**Task to carry out**
Repeat, word for word, only the stretch of the entries below from the line containing "the window with" through the end of the entries.
☆ ☆ ☆ ☆ ☆ ☆ ☆
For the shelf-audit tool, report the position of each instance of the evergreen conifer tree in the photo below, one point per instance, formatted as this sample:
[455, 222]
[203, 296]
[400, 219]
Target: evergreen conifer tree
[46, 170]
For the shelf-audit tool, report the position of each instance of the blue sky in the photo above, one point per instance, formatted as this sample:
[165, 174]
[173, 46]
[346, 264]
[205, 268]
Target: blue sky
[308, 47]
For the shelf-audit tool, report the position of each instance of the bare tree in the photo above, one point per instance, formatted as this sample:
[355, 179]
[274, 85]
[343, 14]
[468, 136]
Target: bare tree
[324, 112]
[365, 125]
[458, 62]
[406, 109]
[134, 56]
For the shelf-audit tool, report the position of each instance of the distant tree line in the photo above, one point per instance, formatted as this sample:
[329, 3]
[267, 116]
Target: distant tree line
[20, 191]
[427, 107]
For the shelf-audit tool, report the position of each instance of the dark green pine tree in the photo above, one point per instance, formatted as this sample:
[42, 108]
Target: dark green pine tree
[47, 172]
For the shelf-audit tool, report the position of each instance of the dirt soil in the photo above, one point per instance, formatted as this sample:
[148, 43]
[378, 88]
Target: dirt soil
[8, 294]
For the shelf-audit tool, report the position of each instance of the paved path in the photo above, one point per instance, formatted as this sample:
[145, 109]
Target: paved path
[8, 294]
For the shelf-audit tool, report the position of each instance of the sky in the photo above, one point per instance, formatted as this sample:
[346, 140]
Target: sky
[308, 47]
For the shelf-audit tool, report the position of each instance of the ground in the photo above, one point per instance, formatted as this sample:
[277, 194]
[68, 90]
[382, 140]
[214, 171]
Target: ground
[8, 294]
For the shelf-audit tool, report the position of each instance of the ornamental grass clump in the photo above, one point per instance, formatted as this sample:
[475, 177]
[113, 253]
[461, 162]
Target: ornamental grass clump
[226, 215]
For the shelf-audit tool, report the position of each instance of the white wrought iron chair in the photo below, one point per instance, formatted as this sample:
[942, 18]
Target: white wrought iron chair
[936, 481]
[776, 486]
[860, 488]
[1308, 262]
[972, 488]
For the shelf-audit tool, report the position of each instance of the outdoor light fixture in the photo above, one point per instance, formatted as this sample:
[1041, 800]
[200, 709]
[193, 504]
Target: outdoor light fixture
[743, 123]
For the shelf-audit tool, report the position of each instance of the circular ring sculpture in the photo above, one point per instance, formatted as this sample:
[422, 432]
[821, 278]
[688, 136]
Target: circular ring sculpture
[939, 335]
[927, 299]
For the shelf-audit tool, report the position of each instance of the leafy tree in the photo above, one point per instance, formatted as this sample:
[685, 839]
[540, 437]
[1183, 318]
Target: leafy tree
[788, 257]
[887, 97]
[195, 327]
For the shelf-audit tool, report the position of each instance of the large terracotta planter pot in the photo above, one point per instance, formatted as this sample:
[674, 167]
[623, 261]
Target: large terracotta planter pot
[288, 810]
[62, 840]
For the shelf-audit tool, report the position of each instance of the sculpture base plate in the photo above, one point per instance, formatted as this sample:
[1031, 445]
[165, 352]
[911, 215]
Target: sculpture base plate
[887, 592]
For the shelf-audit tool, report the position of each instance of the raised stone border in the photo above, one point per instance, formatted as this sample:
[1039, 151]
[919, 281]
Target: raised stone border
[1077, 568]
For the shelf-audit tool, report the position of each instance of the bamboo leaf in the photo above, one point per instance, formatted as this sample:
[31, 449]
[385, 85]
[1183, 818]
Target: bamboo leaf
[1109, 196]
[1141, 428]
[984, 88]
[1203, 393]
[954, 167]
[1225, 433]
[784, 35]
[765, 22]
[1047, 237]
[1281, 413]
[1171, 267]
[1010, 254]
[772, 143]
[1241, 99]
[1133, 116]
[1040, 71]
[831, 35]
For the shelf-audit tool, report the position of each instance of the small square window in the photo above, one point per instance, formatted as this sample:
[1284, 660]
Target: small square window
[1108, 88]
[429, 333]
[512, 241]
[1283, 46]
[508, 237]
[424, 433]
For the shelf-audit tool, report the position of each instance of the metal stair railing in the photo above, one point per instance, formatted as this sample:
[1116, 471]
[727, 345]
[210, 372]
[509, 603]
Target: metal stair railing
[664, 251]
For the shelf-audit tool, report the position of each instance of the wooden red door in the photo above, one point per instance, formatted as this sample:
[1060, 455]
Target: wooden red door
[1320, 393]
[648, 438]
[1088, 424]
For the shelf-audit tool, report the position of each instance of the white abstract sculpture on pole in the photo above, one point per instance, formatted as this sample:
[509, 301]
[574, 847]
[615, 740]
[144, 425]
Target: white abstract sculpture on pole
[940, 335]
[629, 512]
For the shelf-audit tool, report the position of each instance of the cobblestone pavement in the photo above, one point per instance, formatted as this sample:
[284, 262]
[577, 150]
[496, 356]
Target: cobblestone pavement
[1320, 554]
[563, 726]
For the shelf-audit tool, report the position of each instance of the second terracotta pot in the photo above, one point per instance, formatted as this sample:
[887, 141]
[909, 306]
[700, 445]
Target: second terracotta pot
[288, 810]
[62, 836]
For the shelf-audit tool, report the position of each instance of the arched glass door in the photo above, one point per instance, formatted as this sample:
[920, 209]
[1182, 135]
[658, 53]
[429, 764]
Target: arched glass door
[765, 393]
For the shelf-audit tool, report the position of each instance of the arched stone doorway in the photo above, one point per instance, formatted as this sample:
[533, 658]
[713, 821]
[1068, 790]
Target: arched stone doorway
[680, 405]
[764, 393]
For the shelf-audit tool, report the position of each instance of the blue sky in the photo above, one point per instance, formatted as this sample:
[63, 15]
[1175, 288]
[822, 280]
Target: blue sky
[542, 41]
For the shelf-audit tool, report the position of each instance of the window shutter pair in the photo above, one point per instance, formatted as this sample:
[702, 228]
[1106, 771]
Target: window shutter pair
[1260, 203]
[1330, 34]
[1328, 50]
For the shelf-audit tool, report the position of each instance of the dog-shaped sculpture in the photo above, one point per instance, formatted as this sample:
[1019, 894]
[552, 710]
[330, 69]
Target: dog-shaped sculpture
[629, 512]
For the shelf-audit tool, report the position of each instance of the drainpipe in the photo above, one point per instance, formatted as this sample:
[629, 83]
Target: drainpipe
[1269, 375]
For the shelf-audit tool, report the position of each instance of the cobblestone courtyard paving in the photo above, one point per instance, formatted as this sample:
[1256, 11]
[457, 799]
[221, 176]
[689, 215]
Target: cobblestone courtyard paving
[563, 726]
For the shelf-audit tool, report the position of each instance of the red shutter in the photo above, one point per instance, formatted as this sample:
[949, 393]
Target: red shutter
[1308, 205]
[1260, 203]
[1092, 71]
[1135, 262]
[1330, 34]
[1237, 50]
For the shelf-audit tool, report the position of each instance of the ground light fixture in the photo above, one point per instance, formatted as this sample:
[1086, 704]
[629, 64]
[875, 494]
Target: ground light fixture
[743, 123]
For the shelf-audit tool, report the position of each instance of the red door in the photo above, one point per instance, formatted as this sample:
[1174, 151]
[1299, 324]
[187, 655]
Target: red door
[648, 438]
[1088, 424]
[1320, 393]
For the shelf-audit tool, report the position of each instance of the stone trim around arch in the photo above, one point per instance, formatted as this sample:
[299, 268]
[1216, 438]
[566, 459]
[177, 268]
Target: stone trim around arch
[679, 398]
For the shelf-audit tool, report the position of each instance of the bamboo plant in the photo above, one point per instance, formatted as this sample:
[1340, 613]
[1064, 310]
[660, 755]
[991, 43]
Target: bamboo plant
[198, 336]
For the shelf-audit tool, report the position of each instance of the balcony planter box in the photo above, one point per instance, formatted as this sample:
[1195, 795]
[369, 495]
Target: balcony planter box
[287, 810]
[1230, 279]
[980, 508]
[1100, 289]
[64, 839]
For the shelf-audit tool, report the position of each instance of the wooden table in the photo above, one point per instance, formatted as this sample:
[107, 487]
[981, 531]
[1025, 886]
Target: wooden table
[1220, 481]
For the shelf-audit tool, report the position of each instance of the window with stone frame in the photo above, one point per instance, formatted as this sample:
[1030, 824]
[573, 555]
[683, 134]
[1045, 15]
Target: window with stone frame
☆ ☆ ☆ ☆ ☆ ☆ ☆
**Correct answer**
For the shelf-audit tool, report the position of each instance of the window with stone frame in the photo above, one point per instance, formatted as this sample:
[1030, 824]
[573, 555]
[683, 134]
[1045, 15]
Target: window with stone frame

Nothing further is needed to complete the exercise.